(Problems)
#1 Which lines in the entries contain the word "indicate"? Copy each of those lines.
#2 Can you write the next post in the insurance thread below, picking up after its final post?
[begin Selected passage]
# Insurance...



## iconoclast (Aug 8, 2007)

could anyone here recommend a reputable insurance company that will cover all liability and related odds and ends for catering/personal chef services?


----------



## petemccracken (Sep 18, 2008)

Mine is through The Hartford


----------



## iconoclast (Aug 8, 2007)

may i ask how much you pay a year / coverage?


----------



## petemccracken (Sep 18, 2008)

For PC coverage, $2M limit, $500/year, that's the "minimum premium" for California


----------



## iconoclast (Aug 8, 2007)

anyone you know go through them?
Personal Chef Insurance By American Personal & Private Chef Association

do i get a board-member discount?


----------



## shroomgirl (Aug 11, 2000)

I went through an independant carrier, it ran a couple hundred dollars for liability....PC only.....catering is a whole nother ballgame.
[end Selected passage]
[begin Data supplied]
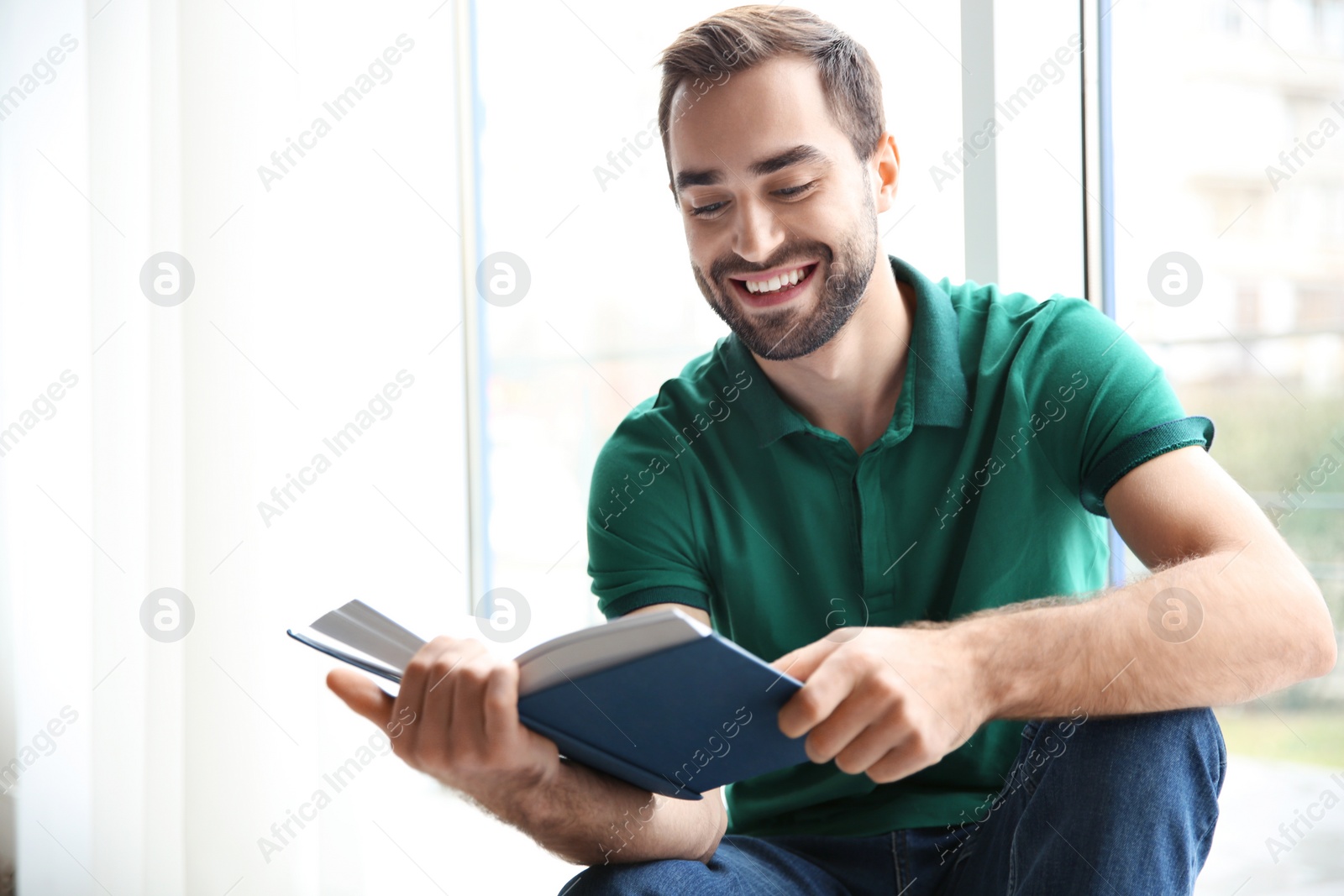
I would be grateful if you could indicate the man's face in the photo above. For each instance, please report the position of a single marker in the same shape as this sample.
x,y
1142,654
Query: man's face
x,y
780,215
[end Data supplied]
[begin Data supplied]
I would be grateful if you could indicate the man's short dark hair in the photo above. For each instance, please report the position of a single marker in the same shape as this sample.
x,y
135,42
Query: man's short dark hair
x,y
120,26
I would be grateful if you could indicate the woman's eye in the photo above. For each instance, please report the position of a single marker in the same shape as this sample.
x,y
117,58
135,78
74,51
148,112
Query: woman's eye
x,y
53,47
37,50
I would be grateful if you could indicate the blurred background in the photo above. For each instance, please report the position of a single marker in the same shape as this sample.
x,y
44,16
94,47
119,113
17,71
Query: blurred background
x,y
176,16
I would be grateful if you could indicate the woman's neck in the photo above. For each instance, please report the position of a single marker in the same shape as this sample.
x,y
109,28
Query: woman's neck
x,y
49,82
[end Data supplied]
(Per-task outputs)
#1
I would be grateful if you could indicate the man's face in the photo above. For each instance, please report the position of a single marker in the same shape as this sample.
I would be grateful if you could indicate the man's short dark hair in the photo above. For each instance, please report the position of a single marker in the same shape as this sample.
I would be grateful if you could indicate the woman's eye in the photo above. For each instance, please report the position of a single marker in the same shape as this sample.
I would be grateful if you could indicate the blurred background in the photo above. For each instance, please report the position of a single marker in the same shape as this sample.
I would be grateful if you could indicate the woman's neck in the photo above. For each instance, please report the position of a single marker in the same shape as this sample.

#2
----------



## petemccracken (Sep 18, 2008)

Yup, me for one :talk:


----------



## iconoclast (Aug 8, 2007)

when ppl hire you for cocktail parties to cook apps/starters/amuse bouche etc. in their home... is that considered catering or could that fall under the PC insurance?


----------



## petemccracken (Sep 18, 2008)

My policy had provisions for a "catering rider" for a very nominal fee, if I remember corrrectly on the order of $10-$20 per event, it might have been less.


----------



## iconoclast (Aug 8, 2007)

thanks for the help i appreciate it.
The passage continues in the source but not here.